_Page excerpt_.
With Honda now being a full owner of BAR, BMW and Red Bull overtaking Sauber and Minardi respectively, the Formula One of Bernie Ecclestone and Max Mosley may have just become strong. Yet with every team eventually expected to fall in line with the FOM/FIA/Ferrari alliance, what will be of Ron Dennis?

After a season in which indisputable on-track brilliance (Fernando Alonso, Kimi Raikkonen, occasionally Michael Schumacher) has often been overshadowed by the depressingly ugly spectre of political wrangling (Imola-gate, Indy-gate, Button-gate), at last we have some unequivocally good news.

We have a new World Champion - a worthy winner, and the youngest in Formula One history, to boot. His battle with Raikkonen was enthralling to watch, and was surely the first of many epic encounters between the two.

_Given entries_.
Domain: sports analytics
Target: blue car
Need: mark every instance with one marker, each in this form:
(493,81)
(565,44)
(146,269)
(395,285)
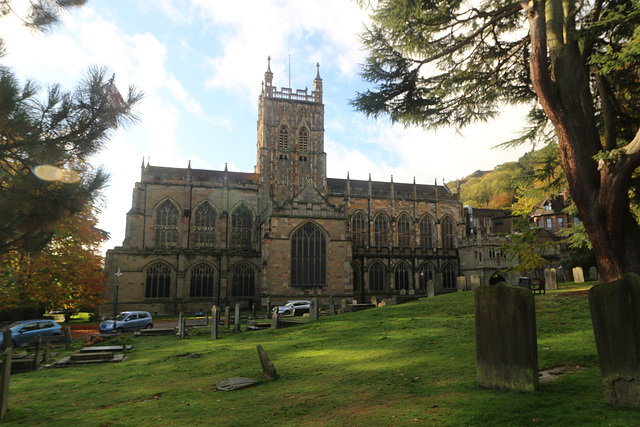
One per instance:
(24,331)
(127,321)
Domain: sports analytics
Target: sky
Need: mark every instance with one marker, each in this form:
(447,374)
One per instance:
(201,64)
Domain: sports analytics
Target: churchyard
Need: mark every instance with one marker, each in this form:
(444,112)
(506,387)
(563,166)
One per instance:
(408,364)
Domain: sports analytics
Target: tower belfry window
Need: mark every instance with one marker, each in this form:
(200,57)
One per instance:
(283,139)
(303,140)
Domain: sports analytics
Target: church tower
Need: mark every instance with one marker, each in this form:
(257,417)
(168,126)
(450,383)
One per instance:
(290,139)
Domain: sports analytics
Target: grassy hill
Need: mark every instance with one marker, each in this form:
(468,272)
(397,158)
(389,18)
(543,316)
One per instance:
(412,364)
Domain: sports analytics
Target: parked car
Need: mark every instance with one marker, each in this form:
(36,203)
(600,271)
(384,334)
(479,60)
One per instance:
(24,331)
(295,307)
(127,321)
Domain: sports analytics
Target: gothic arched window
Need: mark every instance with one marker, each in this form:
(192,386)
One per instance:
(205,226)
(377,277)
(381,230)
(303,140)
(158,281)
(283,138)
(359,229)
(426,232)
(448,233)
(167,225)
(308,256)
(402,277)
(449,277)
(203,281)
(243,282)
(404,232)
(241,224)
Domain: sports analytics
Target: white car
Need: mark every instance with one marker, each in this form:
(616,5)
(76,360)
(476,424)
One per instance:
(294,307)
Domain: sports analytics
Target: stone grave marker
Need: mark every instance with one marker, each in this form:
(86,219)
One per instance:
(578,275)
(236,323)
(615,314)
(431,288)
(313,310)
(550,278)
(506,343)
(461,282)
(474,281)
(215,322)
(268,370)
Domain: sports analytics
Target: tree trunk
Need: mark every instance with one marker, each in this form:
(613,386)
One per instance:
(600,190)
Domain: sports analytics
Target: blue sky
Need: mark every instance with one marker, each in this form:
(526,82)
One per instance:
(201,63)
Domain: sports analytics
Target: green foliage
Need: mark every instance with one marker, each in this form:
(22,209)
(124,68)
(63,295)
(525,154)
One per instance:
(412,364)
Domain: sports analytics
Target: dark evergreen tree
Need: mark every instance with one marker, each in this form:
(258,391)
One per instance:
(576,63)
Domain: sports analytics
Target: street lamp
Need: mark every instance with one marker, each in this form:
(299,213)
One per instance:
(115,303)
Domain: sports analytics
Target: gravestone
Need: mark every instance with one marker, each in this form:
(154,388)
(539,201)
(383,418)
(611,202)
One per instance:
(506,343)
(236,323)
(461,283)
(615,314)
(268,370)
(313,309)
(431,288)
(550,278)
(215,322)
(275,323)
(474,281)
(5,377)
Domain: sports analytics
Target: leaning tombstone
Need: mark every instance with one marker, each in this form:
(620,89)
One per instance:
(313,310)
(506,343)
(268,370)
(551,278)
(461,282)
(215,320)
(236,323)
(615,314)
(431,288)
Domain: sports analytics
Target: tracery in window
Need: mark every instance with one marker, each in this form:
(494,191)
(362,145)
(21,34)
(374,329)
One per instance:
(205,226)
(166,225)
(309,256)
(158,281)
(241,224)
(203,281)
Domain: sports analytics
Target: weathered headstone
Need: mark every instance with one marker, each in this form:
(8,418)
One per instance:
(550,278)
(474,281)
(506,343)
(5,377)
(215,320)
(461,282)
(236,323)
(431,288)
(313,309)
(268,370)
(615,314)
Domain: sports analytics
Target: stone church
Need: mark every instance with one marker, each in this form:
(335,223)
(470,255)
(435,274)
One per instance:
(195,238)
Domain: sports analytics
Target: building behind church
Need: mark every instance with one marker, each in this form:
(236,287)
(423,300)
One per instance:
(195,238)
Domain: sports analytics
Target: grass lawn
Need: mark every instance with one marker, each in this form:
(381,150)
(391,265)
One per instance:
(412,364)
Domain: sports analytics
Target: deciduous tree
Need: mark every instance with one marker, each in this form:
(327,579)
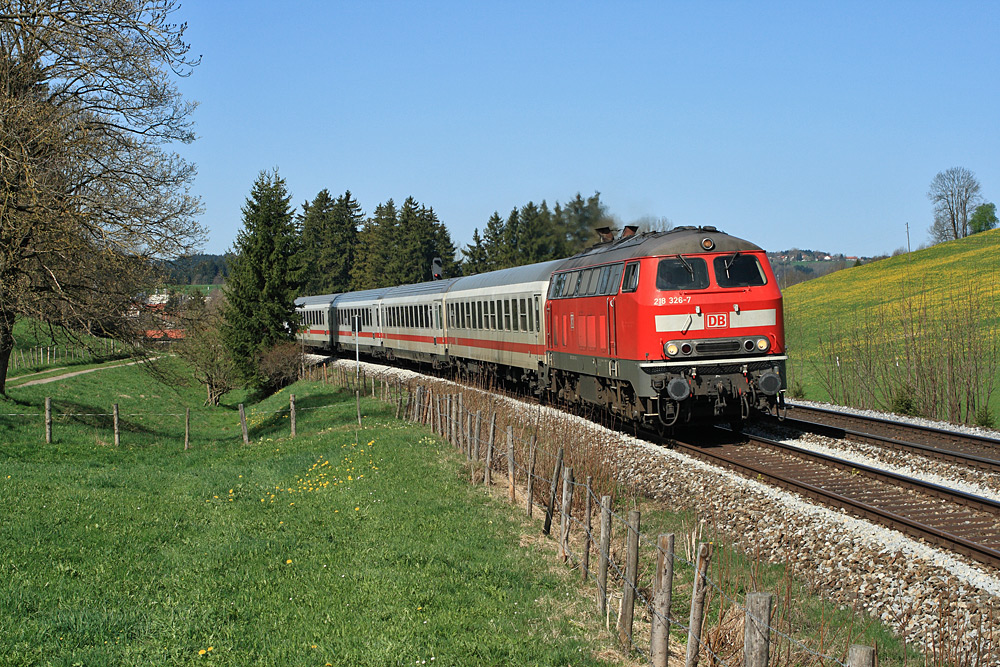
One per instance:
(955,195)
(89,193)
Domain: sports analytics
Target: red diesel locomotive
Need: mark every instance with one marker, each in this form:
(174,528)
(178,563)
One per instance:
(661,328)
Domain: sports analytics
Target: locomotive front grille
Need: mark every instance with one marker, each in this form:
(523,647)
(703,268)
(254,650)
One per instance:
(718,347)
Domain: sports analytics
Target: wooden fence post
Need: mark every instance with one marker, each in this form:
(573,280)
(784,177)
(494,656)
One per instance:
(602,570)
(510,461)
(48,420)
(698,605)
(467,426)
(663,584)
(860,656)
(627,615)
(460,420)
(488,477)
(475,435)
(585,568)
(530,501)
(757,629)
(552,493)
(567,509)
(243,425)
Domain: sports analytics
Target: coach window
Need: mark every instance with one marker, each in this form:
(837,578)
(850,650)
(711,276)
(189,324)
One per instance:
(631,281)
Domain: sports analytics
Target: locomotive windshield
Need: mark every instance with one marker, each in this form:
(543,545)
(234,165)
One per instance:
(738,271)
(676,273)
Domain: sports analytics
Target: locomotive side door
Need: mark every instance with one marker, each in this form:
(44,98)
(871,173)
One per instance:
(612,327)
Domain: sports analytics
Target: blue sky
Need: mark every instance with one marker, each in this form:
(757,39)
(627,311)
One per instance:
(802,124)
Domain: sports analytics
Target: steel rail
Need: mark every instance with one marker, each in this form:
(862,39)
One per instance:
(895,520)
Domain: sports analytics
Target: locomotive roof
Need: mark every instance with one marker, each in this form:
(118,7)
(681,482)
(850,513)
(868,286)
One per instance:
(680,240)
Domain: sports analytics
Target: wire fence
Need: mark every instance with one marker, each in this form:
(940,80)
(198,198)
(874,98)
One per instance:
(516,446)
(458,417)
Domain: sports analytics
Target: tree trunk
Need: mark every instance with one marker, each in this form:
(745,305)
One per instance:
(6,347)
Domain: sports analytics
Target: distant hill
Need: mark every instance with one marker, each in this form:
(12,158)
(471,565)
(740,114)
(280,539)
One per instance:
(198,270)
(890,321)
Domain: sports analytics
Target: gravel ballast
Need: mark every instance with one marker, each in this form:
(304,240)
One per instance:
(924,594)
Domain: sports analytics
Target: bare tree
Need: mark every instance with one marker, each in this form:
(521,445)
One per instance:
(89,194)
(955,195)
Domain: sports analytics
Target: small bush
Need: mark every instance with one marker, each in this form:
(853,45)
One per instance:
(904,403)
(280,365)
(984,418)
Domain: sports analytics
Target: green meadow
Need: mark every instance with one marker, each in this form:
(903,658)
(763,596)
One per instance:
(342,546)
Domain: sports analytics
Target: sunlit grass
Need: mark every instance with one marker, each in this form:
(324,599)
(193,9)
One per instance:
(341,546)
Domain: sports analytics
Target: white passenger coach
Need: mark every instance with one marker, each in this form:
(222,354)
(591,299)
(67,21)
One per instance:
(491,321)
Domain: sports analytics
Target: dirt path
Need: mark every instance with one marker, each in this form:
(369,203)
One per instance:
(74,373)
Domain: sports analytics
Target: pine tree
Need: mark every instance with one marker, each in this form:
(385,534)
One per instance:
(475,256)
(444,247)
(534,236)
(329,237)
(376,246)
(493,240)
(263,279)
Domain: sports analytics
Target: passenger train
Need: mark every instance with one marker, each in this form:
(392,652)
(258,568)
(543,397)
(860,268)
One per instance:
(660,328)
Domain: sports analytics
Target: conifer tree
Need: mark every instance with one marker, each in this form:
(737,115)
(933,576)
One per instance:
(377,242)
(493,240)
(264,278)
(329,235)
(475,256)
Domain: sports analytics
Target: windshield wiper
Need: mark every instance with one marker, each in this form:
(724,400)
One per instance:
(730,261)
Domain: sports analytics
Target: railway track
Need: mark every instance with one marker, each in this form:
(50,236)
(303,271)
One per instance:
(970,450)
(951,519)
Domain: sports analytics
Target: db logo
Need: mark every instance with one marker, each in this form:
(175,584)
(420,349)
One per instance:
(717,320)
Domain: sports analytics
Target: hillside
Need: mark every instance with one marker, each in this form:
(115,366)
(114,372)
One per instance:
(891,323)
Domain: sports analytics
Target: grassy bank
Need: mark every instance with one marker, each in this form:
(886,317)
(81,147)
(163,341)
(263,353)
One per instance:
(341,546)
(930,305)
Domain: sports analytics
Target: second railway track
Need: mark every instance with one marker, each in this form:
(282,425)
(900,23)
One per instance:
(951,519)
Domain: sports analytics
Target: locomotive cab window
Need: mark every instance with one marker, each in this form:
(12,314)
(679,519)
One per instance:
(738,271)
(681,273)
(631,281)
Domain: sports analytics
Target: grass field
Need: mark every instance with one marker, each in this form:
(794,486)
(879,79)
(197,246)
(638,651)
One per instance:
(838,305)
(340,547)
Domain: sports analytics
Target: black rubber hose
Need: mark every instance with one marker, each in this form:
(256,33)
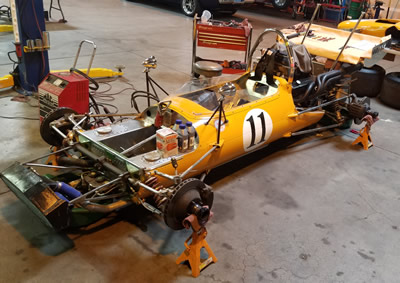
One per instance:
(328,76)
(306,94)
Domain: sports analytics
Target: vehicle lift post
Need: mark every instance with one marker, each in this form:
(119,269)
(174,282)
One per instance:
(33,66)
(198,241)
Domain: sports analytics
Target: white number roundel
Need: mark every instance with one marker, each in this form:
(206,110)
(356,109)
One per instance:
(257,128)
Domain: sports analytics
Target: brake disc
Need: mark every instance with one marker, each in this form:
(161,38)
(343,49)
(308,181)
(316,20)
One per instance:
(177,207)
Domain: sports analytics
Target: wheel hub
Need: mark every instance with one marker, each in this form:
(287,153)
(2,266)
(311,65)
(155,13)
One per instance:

_Exercises to complete_.
1. Name every political controversy with a "-gate" label in the Formula One season commentary.
2. Carry on the Formula One season commentary, beginning after its final sentence.

_Answers per task_.
1. Imola-gate, Indy-gate, Button-gate

2.
But there is plenty else to shout about, too. Minardi, for so long a struggling minnow, are if not yet a big fish then certainly no longer drowning. Not even struggling to swim with the tide. Ditto Sauber - who, although their finances were never remotely as precarious as Minardi's, could not have gone on indefinitely without serious investment or takeover.

But takeover, by BMW, is what has this year happened to Sauber - just as takeover, by Red Bull, is what has this year happened to Minardi. And this week, in the shape of strong rumours of a likely eleventh team, backed by Honda (who now own 100 per cent of B.A.R), F1 has yet another good-news story to celebrate.

Yes, the sport has problems - undoubtedly, it does. Fewer people worldwide (certainly, fewer people Europe-wide) appear to be prepared to give up their Sunday afternoons to watch Grands Prix, and fewer newspapers worldwide (certainly, fewer newspapers UK-wide) are prepared to devote significant space to reporting on them. But a new team is a new team, and its arrival is something to be enjoyed.

Particularly by Bernie Ecclestone and Max Mosley. For, in the long and tedious 'battle' between the manufacturers on the one side (GPWC, GPMA, call it what they will) and the old guard on the other (FIA, FOM, Ferrari... plus Red Bull Racing and Jordan/Midland), the move by Honda to launch a new team as early as 2006 could not have been allowed without express FOM/FIA support.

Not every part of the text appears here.